*Task directions*: Among the records below, how many lines contain "post"? State the number and nothing more.

(Recorded data)
▽
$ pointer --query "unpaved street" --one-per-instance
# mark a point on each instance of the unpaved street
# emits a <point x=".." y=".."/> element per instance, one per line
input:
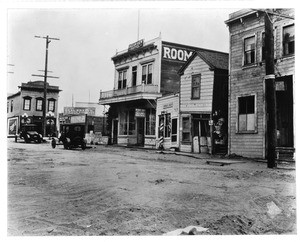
<point x="121" y="191"/>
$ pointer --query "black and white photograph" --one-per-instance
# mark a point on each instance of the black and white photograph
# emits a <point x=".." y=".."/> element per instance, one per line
<point x="147" y="118"/>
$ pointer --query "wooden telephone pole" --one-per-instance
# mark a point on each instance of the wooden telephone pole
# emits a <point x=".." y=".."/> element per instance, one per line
<point x="48" y="40"/>
<point x="270" y="92"/>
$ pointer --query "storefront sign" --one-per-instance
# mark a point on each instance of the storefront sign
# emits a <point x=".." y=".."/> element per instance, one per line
<point x="140" y="113"/>
<point x="77" y="119"/>
<point x="136" y="45"/>
<point x="76" y="110"/>
<point x="168" y="105"/>
<point x="176" y="54"/>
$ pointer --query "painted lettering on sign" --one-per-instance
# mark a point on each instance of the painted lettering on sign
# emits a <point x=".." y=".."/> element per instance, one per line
<point x="176" y="54"/>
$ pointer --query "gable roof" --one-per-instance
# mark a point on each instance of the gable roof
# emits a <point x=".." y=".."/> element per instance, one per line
<point x="214" y="59"/>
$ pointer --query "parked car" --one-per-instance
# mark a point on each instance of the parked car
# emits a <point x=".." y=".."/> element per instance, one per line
<point x="29" y="133"/>
<point x="72" y="136"/>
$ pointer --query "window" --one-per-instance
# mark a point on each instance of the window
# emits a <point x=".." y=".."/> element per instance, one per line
<point x="196" y="80"/>
<point x="174" y="130"/>
<point x="134" y="75"/>
<point x="123" y="123"/>
<point x="122" y="79"/>
<point x="147" y="74"/>
<point x="288" y="40"/>
<point x="150" y="121"/>
<point x="165" y="125"/>
<point x="27" y="103"/>
<point x="39" y="104"/>
<point x="263" y="47"/>
<point x="246" y="112"/>
<point x="131" y="122"/>
<point x="249" y="50"/>
<point x="51" y="105"/>
<point x="186" y="129"/>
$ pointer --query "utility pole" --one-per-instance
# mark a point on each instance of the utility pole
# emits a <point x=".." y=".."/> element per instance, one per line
<point x="270" y="92"/>
<point x="48" y="40"/>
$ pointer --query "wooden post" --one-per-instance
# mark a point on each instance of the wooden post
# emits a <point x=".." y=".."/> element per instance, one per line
<point x="270" y="93"/>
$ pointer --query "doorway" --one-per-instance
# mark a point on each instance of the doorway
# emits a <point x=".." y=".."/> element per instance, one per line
<point x="140" y="131"/>
<point x="284" y="106"/>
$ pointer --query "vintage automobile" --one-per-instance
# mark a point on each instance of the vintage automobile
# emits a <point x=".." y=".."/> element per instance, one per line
<point x="71" y="136"/>
<point x="29" y="133"/>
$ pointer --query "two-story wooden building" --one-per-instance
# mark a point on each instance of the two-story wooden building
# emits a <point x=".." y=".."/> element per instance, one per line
<point x="143" y="72"/>
<point x="203" y="103"/>
<point x="247" y="90"/>
<point x="26" y="106"/>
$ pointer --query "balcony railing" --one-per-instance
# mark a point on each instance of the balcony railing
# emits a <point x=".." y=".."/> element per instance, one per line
<point x="129" y="90"/>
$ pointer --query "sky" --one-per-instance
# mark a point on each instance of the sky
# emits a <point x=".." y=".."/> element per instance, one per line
<point x="89" y="37"/>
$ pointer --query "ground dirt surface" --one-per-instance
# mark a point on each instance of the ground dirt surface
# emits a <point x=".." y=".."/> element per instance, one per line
<point x="109" y="190"/>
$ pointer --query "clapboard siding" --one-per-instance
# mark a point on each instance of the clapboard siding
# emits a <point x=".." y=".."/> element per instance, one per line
<point x="197" y="66"/>
<point x="248" y="80"/>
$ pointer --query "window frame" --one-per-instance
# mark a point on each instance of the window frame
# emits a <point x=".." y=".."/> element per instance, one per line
<point x="254" y="131"/>
<point x="284" y="42"/>
<point x="51" y="100"/>
<point x="194" y="86"/>
<point x="244" y="50"/>
<point x="147" y="73"/>
<point x="36" y="106"/>
<point x="27" y="98"/>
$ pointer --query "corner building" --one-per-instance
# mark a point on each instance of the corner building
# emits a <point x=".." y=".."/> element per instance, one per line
<point x="247" y="91"/>
<point x="143" y="72"/>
△
*Response to the task*: 2